§ Trabajo requerido
Reproduce literalmente, de la reseña cinematográfica que figura más abajo, todo el fragmento que va desde "El caso es que" hasta "un futuro inquietante.".

§ Sección del documento
Podría ser exagerado si la calificamos de decepción, porque hay en ella momentos brillantes y en general la historia resulta tan singular como imaginativa y fantástica, pero es cierto que la previsiones se situaban muy elevadas tanto por las películas previas del director y guionista Brad Bird, sobre todo sus largometrajes de animación El gigante de hierro, Los Increíbles y Ratatouille, como por los estímulos que despertaba un argumento más que sugestivo.

El caso es que las más de dos horas de metraje debilitan en algún momento el ritmo de las imágenes y la historia que se cuenta no es siempre todo lo fascinante que sería de desear, con fases un tanto complejas. Rodada en parte en la Ciudad de las Artes y de las Ciencias de Valencia, un complejo futurístico diseñado por el arquitecto español Santiago Calatrava, su impactante arquitectura contribuye a subrayar los elementos más avanzados de un futuro inquietante.

[Entradas guardadas]
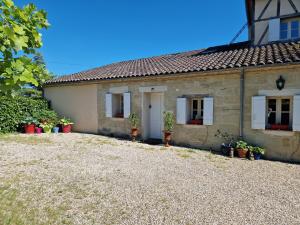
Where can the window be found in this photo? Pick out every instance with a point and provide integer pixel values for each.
(283, 31)
(295, 29)
(279, 113)
(197, 107)
(289, 29)
(195, 110)
(118, 105)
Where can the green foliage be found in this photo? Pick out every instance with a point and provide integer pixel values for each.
(46, 126)
(229, 139)
(29, 120)
(64, 121)
(241, 144)
(169, 121)
(14, 110)
(257, 150)
(19, 38)
(134, 120)
(46, 116)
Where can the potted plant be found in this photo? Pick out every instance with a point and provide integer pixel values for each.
(258, 152)
(66, 125)
(134, 121)
(55, 129)
(242, 149)
(47, 127)
(227, 148)
(168, 127)
(196, 122)
(279, 127)
(29, 124)
(38, 129)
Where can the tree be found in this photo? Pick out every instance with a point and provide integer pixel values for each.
(19, 41)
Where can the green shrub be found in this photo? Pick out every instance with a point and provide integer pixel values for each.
(14, 110)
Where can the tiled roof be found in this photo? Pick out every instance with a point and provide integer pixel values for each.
(215, 58)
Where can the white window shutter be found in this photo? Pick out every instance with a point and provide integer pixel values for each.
(208, 111)
(127, 105)
(181, 112)
(296, 113)
(108, 105)
(274, 30)
(259, 112)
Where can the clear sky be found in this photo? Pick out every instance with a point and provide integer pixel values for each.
(89, 33)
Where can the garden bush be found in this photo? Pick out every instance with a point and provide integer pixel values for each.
(14, 110)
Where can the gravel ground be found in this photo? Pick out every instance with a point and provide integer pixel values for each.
(89, 179)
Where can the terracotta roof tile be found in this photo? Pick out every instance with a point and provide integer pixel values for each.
(214, 58)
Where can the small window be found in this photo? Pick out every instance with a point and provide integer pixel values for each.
(295, 29)
(197, 106)
(279, 113)
(283, 31)
(118, 106)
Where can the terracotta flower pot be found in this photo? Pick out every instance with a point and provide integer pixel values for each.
(134, 133)
(29, 128)
(242, 153)
(66, 128)
(167, 138)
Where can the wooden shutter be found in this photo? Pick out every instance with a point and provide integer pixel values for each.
(127, 105)
(296, 113)
(259, 112)
(108, 105)
(181, 112)
(208, 111)
(274, 30)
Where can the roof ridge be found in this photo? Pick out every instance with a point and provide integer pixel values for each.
(214, 58)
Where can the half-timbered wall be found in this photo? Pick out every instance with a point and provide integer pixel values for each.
(267, 10)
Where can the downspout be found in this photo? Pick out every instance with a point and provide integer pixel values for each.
(242, 96)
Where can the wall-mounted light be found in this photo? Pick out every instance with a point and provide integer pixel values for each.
(280, 82)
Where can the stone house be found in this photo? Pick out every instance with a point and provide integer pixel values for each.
(249, 89)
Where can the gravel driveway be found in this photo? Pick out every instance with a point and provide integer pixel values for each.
(89, 179)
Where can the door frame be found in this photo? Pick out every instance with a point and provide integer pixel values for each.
(145, 98)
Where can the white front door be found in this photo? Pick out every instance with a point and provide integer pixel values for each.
(156, 115)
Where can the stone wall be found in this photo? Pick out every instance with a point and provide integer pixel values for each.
(225, 88)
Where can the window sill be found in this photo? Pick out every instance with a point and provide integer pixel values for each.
(193, 125)
(284, 133)
(118, 118)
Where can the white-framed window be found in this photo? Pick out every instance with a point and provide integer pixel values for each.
(118, 105)
(290, 29)
(197, 109)
(279, 113)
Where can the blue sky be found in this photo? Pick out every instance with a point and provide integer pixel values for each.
(91, 33)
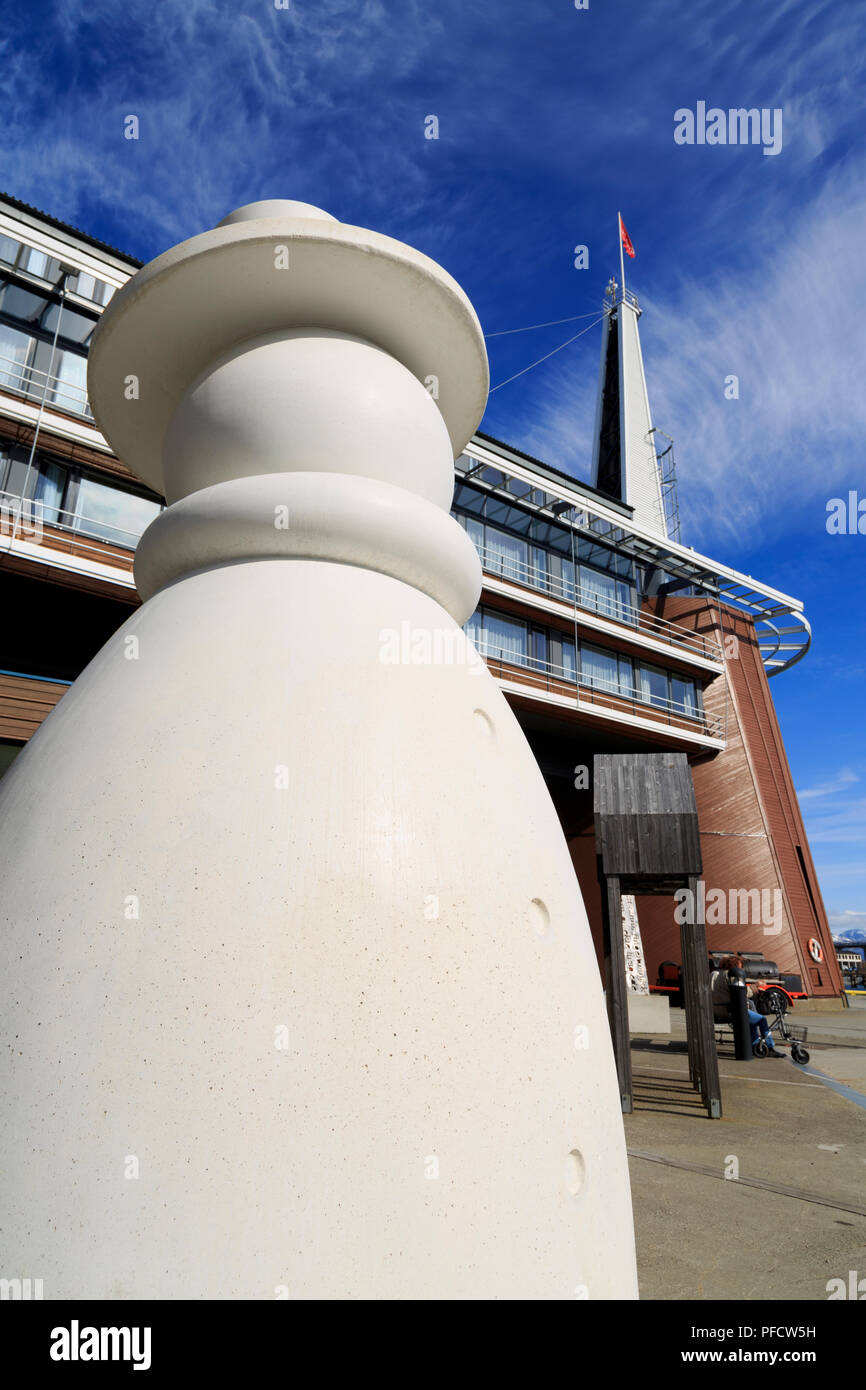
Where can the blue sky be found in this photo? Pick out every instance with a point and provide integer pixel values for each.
(551, 118)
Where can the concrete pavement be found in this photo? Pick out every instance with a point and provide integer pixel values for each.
(770, 1200)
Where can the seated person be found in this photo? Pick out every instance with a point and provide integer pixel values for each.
(720, 993)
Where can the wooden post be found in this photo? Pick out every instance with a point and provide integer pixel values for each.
(711, 1090)
(617, 995)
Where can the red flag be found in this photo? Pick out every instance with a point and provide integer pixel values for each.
(627, 245)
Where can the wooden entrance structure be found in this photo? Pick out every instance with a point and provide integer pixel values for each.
(648, 843)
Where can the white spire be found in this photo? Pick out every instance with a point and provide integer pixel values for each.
(624, 456)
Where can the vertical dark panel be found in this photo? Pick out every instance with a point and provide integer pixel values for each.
(617, 994)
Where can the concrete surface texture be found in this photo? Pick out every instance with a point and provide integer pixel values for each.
(768, 1203)
(302, 987)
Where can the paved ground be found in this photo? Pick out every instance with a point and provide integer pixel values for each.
(702, 1235)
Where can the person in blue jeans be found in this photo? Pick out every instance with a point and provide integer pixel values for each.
(722, 1004)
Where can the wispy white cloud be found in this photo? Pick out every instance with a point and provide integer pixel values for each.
(845, 777)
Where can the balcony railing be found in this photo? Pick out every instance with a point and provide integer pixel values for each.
(594, 690)
(580, 595)
(29, 381)
(70, 531)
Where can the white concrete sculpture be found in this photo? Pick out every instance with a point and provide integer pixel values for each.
(298, 987)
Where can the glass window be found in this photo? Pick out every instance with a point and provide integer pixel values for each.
(538, 647)
(21, 303)
(562, 576)
(111, 514)
(505, 555)
(9, 249)
(85, 285)
(538, 576)
(47, 488)
(598, 592)
(35, 262)
(70, 388)
(74, 327)
(505, 637)
(599, 669)
(626, 599)
(684, 697)
(654, 685)
(14, 357)
(569, 665)
(13, 469)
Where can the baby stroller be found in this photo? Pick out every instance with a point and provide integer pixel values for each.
(784, 1032)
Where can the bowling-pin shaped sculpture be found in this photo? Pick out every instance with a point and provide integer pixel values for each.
(298, 990)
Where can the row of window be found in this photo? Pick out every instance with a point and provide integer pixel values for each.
(526, 644)
(549, 571)
(70, 496)
(24, 366)
(20, 256)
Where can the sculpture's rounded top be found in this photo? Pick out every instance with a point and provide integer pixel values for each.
(277, 207)
(277, 268)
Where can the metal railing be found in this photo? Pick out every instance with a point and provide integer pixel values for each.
(32, 382)
(591, 601)
(31, 519)
(597, 690)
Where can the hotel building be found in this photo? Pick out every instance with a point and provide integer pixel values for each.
(603, 630)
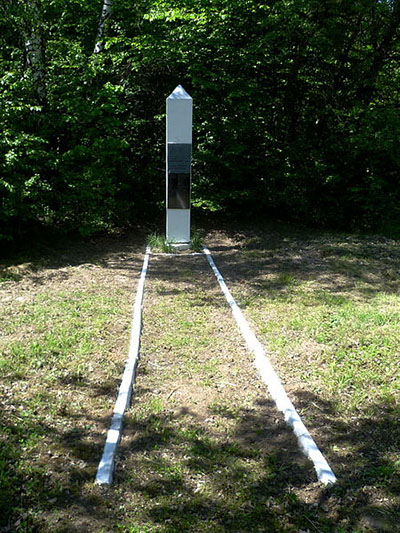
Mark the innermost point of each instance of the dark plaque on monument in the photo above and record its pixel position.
(179, 156)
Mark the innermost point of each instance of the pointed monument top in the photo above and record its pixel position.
(179, 93)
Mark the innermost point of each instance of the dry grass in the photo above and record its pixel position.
(204, 449)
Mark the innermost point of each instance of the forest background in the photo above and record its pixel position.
(296, 110)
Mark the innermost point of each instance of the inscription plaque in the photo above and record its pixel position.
(178, 190)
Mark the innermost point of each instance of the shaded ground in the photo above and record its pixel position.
(203, 448)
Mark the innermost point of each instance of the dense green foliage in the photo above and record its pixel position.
(296, 109)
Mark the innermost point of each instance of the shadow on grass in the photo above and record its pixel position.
(247, 489)
(255, 481)
(272, 262)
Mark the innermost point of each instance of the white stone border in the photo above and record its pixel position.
(105, 469)
(271, 379)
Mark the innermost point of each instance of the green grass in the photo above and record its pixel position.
(158, 243)
(202, 449)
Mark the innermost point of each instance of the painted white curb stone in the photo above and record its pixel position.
(105, 469)
(271, 379)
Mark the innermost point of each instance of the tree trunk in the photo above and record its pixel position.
(105, 14)
(34, 50)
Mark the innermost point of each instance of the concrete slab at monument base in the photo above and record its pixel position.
(178, 226)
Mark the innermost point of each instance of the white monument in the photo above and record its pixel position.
(178, 156)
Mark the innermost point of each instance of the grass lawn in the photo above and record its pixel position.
(204, 448)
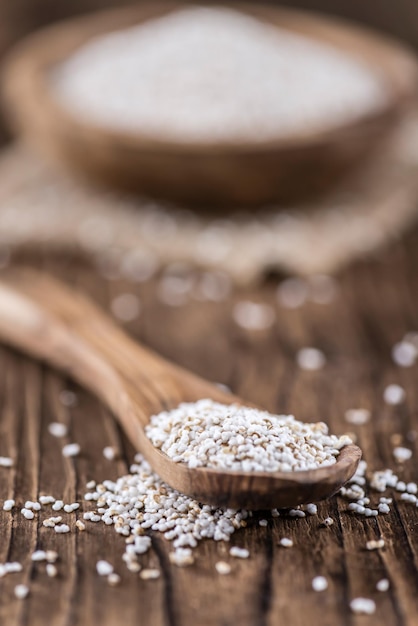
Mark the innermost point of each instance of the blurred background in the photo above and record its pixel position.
(20, 17)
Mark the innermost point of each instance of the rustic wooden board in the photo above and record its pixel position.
(377, 304)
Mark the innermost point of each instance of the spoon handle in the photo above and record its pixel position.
(56, 324)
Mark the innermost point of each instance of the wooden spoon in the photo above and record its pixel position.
(62, 327)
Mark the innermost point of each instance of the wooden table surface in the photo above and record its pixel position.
(376, 305)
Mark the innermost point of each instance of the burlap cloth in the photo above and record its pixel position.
(41, 206)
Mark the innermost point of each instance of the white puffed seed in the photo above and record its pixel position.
(71, 449)
(51, 570)
(253, 316)
(182, 557)
(319, 583)
(363, 606)
(46, 500)
(239, 553)
(375, 544)
(6, 461)
(210, 434)
(113, 579)
(404, 354)
(21, 591)
(149, 574)
(401, 454)
(357, 416)
(68, 398)
(223, 568)
(383, 585)
(57, 429)
(110, 453)
(27, 513)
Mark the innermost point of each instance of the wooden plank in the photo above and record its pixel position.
(376, 305)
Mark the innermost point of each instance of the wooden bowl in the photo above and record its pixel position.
(221, 173)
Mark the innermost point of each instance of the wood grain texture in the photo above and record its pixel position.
(376, 305)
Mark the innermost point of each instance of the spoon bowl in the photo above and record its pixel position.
(56, 324)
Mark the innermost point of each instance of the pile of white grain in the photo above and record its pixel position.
(239, 438)
(208, 74)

§ Respuesta
El caso es que las más de dos horas de metraje debilitan en algún momento el ritmo de las imágenes y la historia que se cuenta no es siempre todo lo fascinante que sería de desear, con fases un tanto complejas. Rodada en parte en la Ciudad de las Artes y de las Ciencias de Valencia, un complejo futurístico diseñado por el arquitecto español Santiago Calatrava, su impactante arquitectura contribuye a subrayar los elementos más avanzados de un futuro inquietante.